Your reply should repeat all records verbatim and contain no images.

SUPPLIED DATA section start

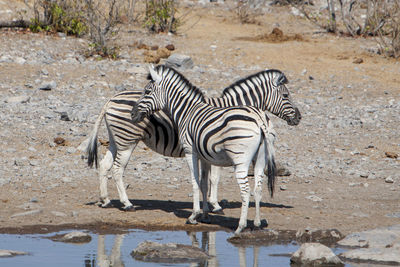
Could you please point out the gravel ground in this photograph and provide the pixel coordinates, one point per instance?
(343, 157)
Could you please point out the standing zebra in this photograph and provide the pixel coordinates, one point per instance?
(232, 136)
(158, 132)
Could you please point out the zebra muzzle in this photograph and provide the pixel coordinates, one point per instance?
(136, 115)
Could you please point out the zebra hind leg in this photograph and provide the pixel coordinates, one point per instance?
(258, 178)
(243, 181)
(120, 162)
(214, 180)
(193, 163)
(205, 172)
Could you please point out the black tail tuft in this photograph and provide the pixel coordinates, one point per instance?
(271, 176)
(92, 153)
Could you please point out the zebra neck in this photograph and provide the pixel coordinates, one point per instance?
(182, 103)
(239, 97)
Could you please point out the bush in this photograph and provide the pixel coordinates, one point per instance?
(160, 16)
(59, 16)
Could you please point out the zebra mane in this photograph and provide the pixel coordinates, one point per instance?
(163, 70)
(242, 80)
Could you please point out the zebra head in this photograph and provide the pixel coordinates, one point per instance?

SUPPLIED DATA section end

(ANSWER TO THIS TASK)
Could you please point out the gravel ground in this photograph and provide the pixel coordinates, one point per instance?
(343, 157)
Could you please point out the standing zebra in this photograph and provide the pixel coordinates, one point per instance?
(232, 136)
(158, 132)
Could you please point out the zebra muzzle in this photograph and provide the pixel coordinates, one point per instance?
(136, 115)
Could you please point out the zebra hind leg in this photograph and provide the pixel coordinates, one point per instance?
(258, 178)
(243, 181)
(120, 162)
(214, 180)
(193, 163)
(205, 172)
Could you please point out the black tail tuft in this photograph and provide the pixel coordinates, one point per instance?
(271, 176)
(92, 153)
Could you please point out the zebra neck in this photograph and provide the pixel coordinates, one point per instance?
(182, 103)
(239, 97)
Could you please point out the bush in this photograph and provide the pixel coordinates, one point per instance?
(160, 16)
(59, 16)
Could you please point out the zebra mane in this photograph and provide the pixel coordinates, one point per instance?
(163, 70)
(242, 80)
Could you please point out the zebra head in this photograph and provide the pixel coordinates, one point per instance?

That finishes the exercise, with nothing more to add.